**What this task involves**: Lay out the part of the listing from the line with "Point out the microphone grille" up to and including the line with "x=313 y=337" as a JSON list of strings, one string per line and no blank lines. Omit the pictures.

Object position labeling entries:
Start

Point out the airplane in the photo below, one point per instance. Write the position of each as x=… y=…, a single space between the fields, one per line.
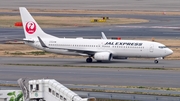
x=98 y=49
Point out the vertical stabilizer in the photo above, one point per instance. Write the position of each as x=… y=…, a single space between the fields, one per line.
x=30 y=26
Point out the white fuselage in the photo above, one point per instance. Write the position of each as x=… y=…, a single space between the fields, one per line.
x=121 y=48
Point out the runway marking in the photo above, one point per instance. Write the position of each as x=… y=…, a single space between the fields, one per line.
x=157 y=27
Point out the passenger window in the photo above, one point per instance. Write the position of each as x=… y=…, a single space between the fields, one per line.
x=50 y=90
x=57 y=95
x=31 y=87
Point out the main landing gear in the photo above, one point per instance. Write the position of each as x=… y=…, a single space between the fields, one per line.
x=156 y=61
x=89 y=60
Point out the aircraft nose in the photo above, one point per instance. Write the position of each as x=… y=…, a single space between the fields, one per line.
x=169 y=51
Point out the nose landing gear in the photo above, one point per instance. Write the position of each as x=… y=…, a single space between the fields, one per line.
x=89 y=60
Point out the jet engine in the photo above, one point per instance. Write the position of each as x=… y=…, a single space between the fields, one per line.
x=106 y=56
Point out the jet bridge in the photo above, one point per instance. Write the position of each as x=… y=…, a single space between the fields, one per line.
x=48 y=90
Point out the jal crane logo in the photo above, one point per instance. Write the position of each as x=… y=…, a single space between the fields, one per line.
x=30 y=27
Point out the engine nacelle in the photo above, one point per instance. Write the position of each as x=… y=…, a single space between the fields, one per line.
x=103 y=56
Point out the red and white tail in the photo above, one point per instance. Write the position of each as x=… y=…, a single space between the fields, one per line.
x=30 y=26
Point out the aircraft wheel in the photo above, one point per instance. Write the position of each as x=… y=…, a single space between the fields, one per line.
x=99 y=61
x=89 y=60
x=156 y=61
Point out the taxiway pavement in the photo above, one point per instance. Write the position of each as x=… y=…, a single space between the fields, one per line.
x=98 y=76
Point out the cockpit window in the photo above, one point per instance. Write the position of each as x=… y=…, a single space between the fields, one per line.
x=162 y=47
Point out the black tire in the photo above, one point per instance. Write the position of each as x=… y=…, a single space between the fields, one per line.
x=156 y=61
x=89 y=60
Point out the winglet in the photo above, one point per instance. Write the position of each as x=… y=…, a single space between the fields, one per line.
x=103 y=36
x=42 y=43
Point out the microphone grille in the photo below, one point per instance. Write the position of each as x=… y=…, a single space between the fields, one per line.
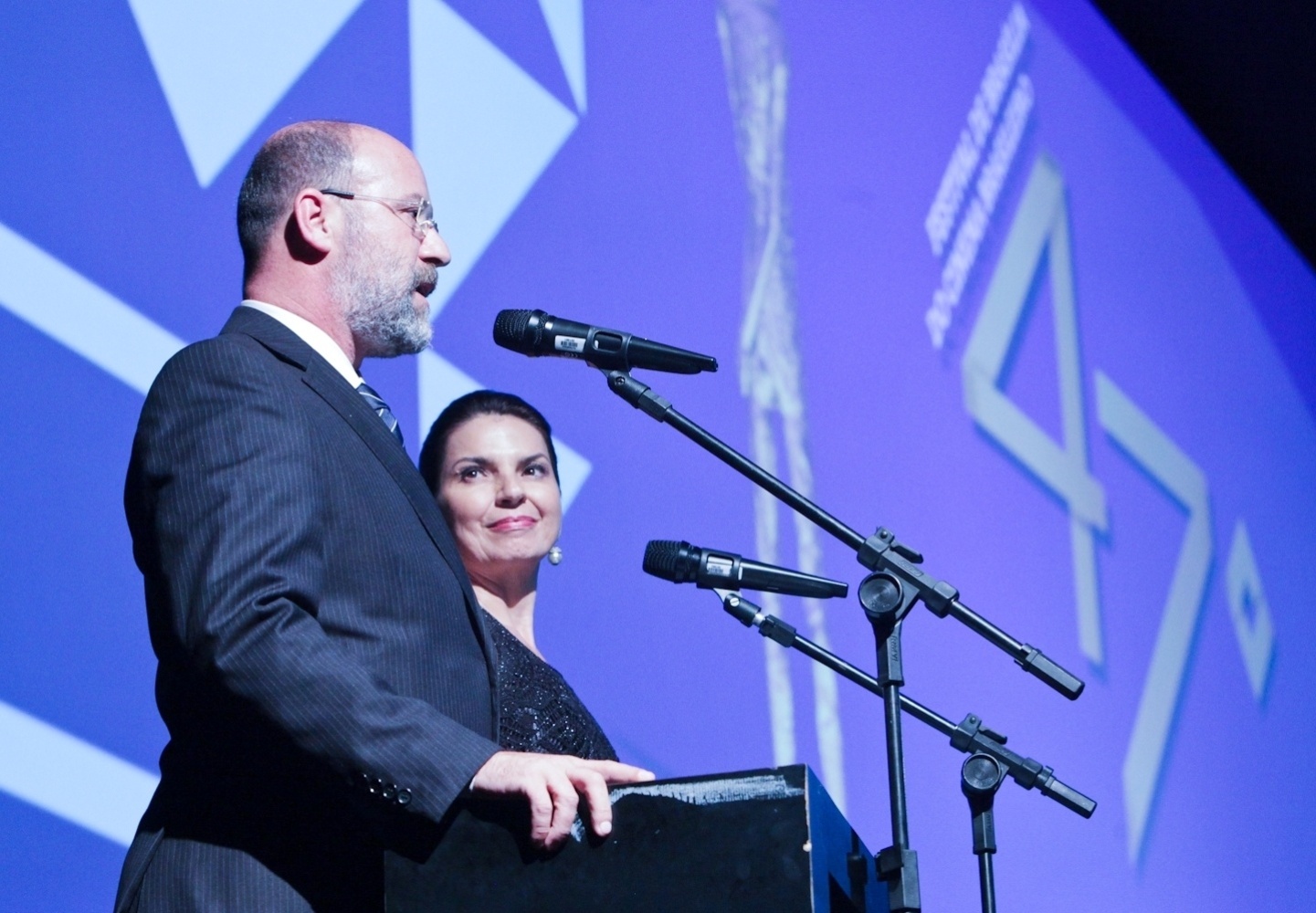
x=511 y=331
x=662 y=558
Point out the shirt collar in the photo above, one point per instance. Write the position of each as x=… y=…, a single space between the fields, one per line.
x=313 y=337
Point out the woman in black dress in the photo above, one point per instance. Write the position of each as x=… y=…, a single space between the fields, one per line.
x=490 y=462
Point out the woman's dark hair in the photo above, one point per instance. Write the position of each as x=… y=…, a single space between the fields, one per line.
x=461 y=411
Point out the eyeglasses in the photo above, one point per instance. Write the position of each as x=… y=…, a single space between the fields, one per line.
x=417 y=214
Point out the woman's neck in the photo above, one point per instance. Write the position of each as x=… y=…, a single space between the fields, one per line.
x=511 y=602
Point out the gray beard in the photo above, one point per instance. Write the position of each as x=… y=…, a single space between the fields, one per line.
x=378 y=301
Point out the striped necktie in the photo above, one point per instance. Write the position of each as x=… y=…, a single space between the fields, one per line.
x=381 y=408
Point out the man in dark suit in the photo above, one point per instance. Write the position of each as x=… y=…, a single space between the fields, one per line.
x=324 y=668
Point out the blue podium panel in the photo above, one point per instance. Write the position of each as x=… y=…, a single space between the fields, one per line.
x=767 y=840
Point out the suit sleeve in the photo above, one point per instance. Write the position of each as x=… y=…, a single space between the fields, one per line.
x=226 y=519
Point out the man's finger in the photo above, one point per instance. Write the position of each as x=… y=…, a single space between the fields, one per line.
x=541 y=812
x=564 y=804
x=595 y=791
x=614 y=771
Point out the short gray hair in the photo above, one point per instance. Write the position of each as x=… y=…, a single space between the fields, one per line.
x=307 y=154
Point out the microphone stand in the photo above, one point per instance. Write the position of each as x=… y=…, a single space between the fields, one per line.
x=887 y=596
x=984 y=771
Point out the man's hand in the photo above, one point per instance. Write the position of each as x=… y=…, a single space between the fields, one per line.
x=553 y=785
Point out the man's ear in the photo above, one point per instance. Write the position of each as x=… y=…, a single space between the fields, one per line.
x=311 y=233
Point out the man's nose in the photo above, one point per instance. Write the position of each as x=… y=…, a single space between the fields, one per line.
x=433 y=249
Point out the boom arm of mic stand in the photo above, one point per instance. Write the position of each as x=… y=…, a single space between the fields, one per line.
x=969 y=737
x=880 y=551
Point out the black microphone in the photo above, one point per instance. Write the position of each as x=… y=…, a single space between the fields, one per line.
x=710 y=569
x=537 y=333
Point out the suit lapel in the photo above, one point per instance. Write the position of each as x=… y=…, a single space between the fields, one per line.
x=320 y=376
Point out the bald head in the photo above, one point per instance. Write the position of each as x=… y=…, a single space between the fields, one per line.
x=307 y=154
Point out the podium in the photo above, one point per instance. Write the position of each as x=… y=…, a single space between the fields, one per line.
x=767 y=840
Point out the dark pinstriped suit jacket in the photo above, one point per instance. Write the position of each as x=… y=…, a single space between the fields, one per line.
x=324 y=668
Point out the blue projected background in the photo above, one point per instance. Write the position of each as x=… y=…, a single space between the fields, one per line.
x=969 y=272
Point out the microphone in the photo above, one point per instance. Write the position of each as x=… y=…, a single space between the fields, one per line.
x=536 y=333
x=710 y=569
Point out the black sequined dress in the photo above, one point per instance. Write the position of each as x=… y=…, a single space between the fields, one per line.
x=537 y=709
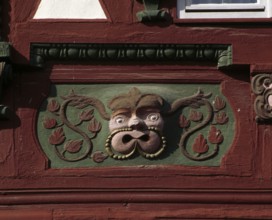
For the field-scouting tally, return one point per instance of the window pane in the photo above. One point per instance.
(223, 1)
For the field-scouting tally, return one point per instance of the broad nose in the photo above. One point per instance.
(136, 123)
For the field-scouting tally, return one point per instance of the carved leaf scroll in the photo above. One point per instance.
(203, 114)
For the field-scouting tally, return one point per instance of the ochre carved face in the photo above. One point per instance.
(136, 127)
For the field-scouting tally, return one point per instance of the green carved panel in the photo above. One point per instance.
(135, 124)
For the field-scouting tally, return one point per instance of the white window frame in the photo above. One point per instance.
(261, 9)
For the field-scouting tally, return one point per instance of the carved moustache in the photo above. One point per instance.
(124, 142)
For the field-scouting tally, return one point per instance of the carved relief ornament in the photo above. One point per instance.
(136, 125)
(262, 87)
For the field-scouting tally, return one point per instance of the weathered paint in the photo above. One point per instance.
(240, 188)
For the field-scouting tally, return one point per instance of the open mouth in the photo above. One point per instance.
(125, 142)
(127, 138)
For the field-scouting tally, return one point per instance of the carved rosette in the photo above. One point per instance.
(262, 87)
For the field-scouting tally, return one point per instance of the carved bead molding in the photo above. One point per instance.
(262, 87)
(41, 52)
(152, 12)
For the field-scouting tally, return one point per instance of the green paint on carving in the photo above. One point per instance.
(105, 92)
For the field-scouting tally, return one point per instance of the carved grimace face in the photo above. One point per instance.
(136, 125)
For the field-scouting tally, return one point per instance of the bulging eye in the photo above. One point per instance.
(153, 117)
(120, 120)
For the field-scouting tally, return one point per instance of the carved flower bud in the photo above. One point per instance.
(183, 122)
(219, 103)
(57, 137)
(221, 118)
(195, 116)
(200, 145)
(73, 146)
(49, 123)
(215, 136)
(86, 115)
(53, 106)
(99, 156)
(94, 126)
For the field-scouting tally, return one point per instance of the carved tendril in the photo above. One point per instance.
(186, 134)
(79, 102)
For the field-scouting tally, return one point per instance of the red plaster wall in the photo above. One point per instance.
(239, 189)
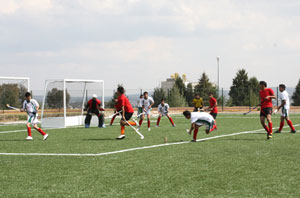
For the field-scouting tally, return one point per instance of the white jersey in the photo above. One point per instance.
(201, 118)
(140, 102)
(164, 110)
(285, 96)
(147, 102)
(31, 106)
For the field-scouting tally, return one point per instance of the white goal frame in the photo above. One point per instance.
(18, 78)
(71, 120)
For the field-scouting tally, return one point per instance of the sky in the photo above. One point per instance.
(139, 43)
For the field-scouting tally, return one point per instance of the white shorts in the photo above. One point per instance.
(285, 112)
(32, 119)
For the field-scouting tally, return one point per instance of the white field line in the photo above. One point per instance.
(134, 149)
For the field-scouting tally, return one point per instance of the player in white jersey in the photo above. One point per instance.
(285, 107)
(147, 104)
(199, 119)
(31, 106)
(163, 110)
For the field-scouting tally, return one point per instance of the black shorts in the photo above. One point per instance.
(214, 115)
(266, 111)
(128, 116)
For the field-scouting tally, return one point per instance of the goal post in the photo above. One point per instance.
(12, 90)
(64, 101)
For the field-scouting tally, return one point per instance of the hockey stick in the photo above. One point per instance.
(136, 130)
(10, 107)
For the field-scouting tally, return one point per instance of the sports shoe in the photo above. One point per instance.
(29, 138)
(45, 137)
(269, 136)
(121, 137)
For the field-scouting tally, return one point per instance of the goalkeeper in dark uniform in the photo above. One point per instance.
(93, 106)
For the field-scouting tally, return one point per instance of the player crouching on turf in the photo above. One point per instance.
(126, 111)
(93, 106)
(266, 96)
(197, 120)
(31, 106)
(285, 105)
(147, 103)
(163, 110)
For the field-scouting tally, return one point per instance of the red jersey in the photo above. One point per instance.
(94, 104)
(123, 101)
(213, 102)
(263, 94)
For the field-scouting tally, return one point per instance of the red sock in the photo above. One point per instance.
(270, 128)
(141, 122)
(113, 119)
(41, 131)
(195, 133)
(291, 125)
(281, 126)
(158, 120)
(29, 131)
(266, 128)
(171, 120)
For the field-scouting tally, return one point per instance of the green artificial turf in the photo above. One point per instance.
(245, 165)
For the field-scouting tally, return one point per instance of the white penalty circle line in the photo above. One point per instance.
(133, 149)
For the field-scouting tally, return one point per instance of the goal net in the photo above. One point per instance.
(12, 91)
(65, 100)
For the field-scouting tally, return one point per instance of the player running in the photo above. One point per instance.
(285, 106)
(93, 106)
(199, 119)
(126, 111)
(163, 110)
(147, 105)
(198, 103)
(266, 96)
(31, 106)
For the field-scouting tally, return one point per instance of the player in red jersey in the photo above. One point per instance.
(213, 106)
(266, 96)
(127, 111)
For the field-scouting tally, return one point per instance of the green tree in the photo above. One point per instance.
(10, 94)
(55, 98)
(239, 91)
(158, 94)
(175, 99)
(296, 95)
(189, 95)
(203, 88)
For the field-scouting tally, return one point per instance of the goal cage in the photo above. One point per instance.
(12, 91)
(65, 100)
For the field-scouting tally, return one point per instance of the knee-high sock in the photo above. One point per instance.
(122, 130)
(291, 125)
(171, 120)
(270, 128)
(132, 123)
(113, 119)
(141, 122)
(158, 120)
(41, 131)
(281, 125)
(195, 133)
(29, 131)
(266, 128)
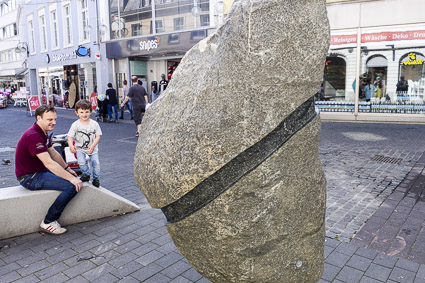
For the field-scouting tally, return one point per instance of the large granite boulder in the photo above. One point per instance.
(230, 151)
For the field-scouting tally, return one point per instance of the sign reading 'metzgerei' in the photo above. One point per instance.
(64, 57)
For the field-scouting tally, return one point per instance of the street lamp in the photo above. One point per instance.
(220, 7)
(196, 11)
(22, 47)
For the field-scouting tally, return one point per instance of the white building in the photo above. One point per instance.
(63, 41)
(12, 65)
(370, 39)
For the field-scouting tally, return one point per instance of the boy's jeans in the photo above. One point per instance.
(94, 163)
(49, 181)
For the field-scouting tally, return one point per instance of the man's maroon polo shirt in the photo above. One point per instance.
(32, 142)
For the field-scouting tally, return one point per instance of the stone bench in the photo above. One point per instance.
(22, 210)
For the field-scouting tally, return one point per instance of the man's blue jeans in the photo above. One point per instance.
(94, 163)
(115, 111)
(49, 181)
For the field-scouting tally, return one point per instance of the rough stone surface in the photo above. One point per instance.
(230, 91)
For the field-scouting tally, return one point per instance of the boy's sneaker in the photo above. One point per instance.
(52, 228)
(85, 178)
(96, 183)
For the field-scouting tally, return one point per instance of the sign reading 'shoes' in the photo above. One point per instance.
(149, 44)
(65, 57)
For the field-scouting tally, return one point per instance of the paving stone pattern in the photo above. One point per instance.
(357, 185)
(398, 227)
(136, 247)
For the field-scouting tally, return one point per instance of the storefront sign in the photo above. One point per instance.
(33, 102)
(378, 37)
(93, 101)
(64, 57)
(149, 44)
(412, 60)
(82, 51)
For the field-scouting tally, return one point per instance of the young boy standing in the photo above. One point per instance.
(86, 133)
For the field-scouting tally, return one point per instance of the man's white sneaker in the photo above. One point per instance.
(52, 228)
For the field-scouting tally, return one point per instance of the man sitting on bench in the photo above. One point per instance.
(39, 166)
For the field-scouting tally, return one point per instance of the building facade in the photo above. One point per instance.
(63, 41)
(382, 43)
(148, 38)
(12, 60)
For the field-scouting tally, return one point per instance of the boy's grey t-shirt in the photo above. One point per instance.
(84, 135)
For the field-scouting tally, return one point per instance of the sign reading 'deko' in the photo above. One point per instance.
(149, 44)
(65, 57)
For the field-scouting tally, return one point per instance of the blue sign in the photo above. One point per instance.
(82, 51)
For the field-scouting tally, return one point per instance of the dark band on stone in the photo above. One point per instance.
(219, 182)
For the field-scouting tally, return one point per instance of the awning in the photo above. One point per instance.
(378, 61)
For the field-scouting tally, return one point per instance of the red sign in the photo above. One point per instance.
(378, 37)
(93, 101)
(33, 102)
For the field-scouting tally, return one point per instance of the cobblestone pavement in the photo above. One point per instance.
(136, 247)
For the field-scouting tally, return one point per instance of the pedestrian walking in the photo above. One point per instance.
(86, 133)
(111, 95)
(139, 99)
(128, 103)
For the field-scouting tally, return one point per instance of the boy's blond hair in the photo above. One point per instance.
(83, 104)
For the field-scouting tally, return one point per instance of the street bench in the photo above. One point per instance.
(22, 210)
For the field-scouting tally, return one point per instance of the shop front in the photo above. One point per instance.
(386, 65)
(65, 77)
(152, 59)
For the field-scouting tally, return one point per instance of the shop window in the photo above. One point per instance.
(205, 20)
(334, 79)
(43, 35)
(67, 25)
(136, 29)
(178, 23)
(412, 67)
(146, 3)
(198, 34)
(31, 34)
(54, 28)
(84, 20)
(377, 71)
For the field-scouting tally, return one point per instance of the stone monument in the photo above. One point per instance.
(230, 151)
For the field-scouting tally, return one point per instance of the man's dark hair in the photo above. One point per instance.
(83, 104)
(44, 109)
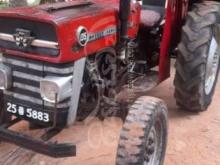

End

**Answer**:
[
  "Point out the microphone grille in the photo below, one point per instance. Write the position of each as x=… y=…, a single space between the fields, one per line.",
  "x=511 y=331",
  "x=662 y=558",
  "Point out the shirt collar in the photo above, one point per instance. Write the position of each as x=… y=…, a single space between the fields, one per line.",
  "x=313 y=337"
]